#### [Do this]
Recast the lines of all the records below as a Markdown table with two columns, Row for the row number and Line for the line itself, skipping any blank lines. Leave the pictures out of the table.

#### [Data records]
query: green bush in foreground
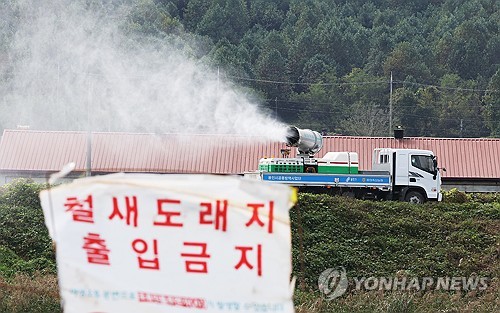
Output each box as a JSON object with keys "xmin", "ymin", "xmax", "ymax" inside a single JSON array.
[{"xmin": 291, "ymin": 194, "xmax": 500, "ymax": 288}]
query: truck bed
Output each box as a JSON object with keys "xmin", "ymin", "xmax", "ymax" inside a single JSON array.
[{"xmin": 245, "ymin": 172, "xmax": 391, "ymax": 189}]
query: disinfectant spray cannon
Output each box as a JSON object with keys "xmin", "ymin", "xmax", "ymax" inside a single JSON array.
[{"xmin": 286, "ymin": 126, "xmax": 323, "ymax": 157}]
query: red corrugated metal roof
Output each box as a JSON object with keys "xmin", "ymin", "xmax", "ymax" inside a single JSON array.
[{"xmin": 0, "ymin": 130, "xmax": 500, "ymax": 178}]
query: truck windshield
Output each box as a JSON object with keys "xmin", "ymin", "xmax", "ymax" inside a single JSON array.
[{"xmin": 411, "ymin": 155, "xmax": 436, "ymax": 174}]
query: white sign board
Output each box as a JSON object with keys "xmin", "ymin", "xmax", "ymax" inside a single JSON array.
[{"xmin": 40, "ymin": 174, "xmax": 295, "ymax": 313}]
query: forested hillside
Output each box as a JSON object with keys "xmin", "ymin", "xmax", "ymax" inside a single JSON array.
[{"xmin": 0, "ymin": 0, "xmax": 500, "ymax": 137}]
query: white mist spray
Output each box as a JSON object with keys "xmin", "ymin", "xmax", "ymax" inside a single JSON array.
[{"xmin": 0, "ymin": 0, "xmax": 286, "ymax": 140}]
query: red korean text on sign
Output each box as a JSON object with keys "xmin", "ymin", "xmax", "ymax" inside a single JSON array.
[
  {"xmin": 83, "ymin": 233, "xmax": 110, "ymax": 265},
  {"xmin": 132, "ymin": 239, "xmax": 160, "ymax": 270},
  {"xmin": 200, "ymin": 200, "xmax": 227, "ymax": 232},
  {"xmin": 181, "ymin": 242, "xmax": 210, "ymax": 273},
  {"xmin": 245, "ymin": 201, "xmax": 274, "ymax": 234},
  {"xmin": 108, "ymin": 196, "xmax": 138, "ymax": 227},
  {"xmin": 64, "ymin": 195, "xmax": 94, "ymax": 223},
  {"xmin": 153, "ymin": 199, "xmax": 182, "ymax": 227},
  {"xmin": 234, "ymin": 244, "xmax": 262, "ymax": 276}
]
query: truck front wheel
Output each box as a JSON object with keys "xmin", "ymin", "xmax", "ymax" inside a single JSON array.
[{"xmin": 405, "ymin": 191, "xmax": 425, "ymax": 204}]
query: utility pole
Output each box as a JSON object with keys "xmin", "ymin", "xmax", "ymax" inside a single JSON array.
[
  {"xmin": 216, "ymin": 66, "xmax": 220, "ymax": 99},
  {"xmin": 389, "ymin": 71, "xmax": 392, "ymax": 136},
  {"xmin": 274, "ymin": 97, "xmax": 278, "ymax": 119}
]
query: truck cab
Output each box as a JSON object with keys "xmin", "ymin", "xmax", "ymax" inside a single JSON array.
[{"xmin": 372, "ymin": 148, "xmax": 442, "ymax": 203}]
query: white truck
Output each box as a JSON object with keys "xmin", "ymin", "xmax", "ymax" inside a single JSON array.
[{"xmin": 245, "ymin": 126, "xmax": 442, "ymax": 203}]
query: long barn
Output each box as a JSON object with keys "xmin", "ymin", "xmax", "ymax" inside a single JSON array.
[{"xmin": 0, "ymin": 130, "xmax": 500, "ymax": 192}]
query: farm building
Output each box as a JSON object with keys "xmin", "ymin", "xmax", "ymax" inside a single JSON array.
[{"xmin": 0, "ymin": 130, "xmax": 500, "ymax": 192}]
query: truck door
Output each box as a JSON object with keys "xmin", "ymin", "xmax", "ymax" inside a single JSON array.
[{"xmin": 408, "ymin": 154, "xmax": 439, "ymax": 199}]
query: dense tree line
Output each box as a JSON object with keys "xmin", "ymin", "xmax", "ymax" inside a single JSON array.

#### [Full response]
| Row | Line |
|---|---|
| 1 | query: green bush in foreground |
| 2 | Output each box as a JSON object with keys "xmin", "ymin", "xmax", "ymax" inside a single JSON array. |
| 3 | [{"xmin": 291, "ymin": 194, "xmax": 500, "ymax": 288}] |
| 4 | query: truck bed |
| 5 | Output each box as a JSON object with keys "xmin", "ymin", "xmax", "ymax" inside a single JSON array. |
| 6 | [{"xmin": 245, "ymin": 172, "xmax": 391, "ymax": 189}] |
| 7 | query: disinfectant spray cannon |
| 8 | Output each box as a JSON object with keys "xmin", "ymin", "xmax", "ymax" inside a single JSON array. |
| 9 | [{"xmin": 286, "ymin": 126, "xmax": 323, "ymax": 157}] |
| 10 | query: red corrugated metal roof |
| 11 | Output each box as a JSON object with keys "xmin", "ymin", "xmax", "ymax" inside a single JSON array. |
| 12 | [{"xmin": 0, "ymin": 130, "xmax": 500, "ymax": 178}] |
| 13 | query: truck windshield |
| 14 | Output each box as a JSON object with keys "xmin", "ymin", "xmax", "ymax" inside a single JSON array. |
| 15 | [{"xmin": 411, "ymin": 155, "xmax": 436, "ymax": 174}] |
| 16 | query: white sign board |
| 17 | Output each box as a JSON object with keys "xmin", "ymin", "xmax", "ymax" inside a single JSON array. |
| 18 | [{"xmin": 40, "ymin": 174, "xmax": 295, "ymax": 313}] |
| 19 | query: forested hillside |
| 20 | Output each box as a JSON object with keys "xmin", "ymin", "xmax", "ymax" inside a single JSON array. |
| 21 | [{"xmin": 0, "ymin": 0, "xmax": 500, "ymax": 137}] |
| 22 | query: white mist spray |
| 23 | Output each box as a JSON object with keys "xmin", "ymin", "xmax", "ymax" inside a single JSON array. |
| 24 | [{"xmin": 0, "ymin": 0, "xmax": 286, "ymax": 140}] |
| 25 | query: red korean text on sign |
| 26 | Output each box as a JSON object with keys "xmin", "ymin", "xmax", "ymax" inside a single JSON array. |
| 27 | [ |
| 28 |   {"xmin": 83, "ymin": 233, "xmax": 110, "ymax": 265}, |
| 29 |   {"xmin": 132, "ymin": 239, "xmax": 160, "ymax": 270}, |
| 30 |   {"xmin": 200, "ymin": 200, "xmax": 227, "ymax": 232}, |
| 31 |   {"xmin": 181, "ymin": 242, "xmax": 210, "ymax": 273}, |
| 32 |   {"xmin": 245, "ymin": 201, "xmax": 274, "ymax": 234}, |
| 33 |   {"xmin": 108, "ymin": 196, "xmax": 138, "ymax": 227}, |
| 34 |   {"xmin": 64, "ymin": 195, "xmax": 94, "ymax": 223}, |
| 35 |   {"xmin": 153, "ymin": 199, "xmax": 182, "ymax": 227}, |
| 36 |   {"xmin": 234, "ymin": 244, "xmax": 262, "ymax": 276} |
| 37 | ] |
| 38 | query: truck front wheel |
| 39 | Output each box as a JSON object with keys "xmin", "ymin", "xmax", "ymax" inside a single JSON array. |
| 40 | [{"xmin": 405, "ymin": 191, "xmax": 425, "ymax": 204}] |
| 41 | query: utility pole |
| 42 | Output each box as a JSON object with keys "xmin", "ymin", "xmax", "ymax" inside a single JSON array. |
| 43 | [ |
| 44 |   {"xmin": 216, "ymin": 66, "xmax": 220, "ymax": 99}, |
| 45 |   {"xmin": 389, "ymin": 71, "xmax": 392, "ymax": 136}, |
| 46 |   {"xmin": 274, "ymin": 97, "xmax": 278, "ymax": 119} |
| 47 | ] |
| 48 | query: truck cab |
| 49 | Output each box as a JSON object with keys "xmin", "ymin", "xmax", "ymax" inside a single JSON array. |
| 50 | [{"xmin": 372, "ymin": 148, "xmax": 442, "ymax": 203}] |
| 51 | query: white truck |
| 52 | Output each box as a JSON object with keys "xmin", "ymin", "xmax", "ymax" inside a single JSON array. |
| 53 | [{"xmin": 245, "ymin": 126, "xmax": 442, "ymax": 203}] |
| 54 | query: long barn |
| 55 | Output each box as a JSON object with keys "xmin", "ymin", "xmax", "ymax" inside a single JSON array. |
| 56 | [{"xmin": 0, "ymin": 130, "xmax": 500, "ymax": 192}] |
| 57 | query: farm building |
| 58 | Output each box as a JSON object with keys "xmin", "ymin", "xmax", "ymax" inside a single JSON array. |
| 59 | [{"xmin": 0, "ymin": 130, "xmax": 500, "ymax": 192}] |
| 60 | query: truck door |
| 61 | Output each box as a JSON object with keys "xmin", "ymin", "xmax", "ymax" inside a single JSON array. |
| 62 | [{"xmin": 408, "ymin": 154, "xmax": 439, "ymax": 199}] |
| 63 | query: dense tree line |
| 64 | Output each box as a JSON object with keys "xmin", "ymin", "xmax", "ymax" inside a single JSON array. |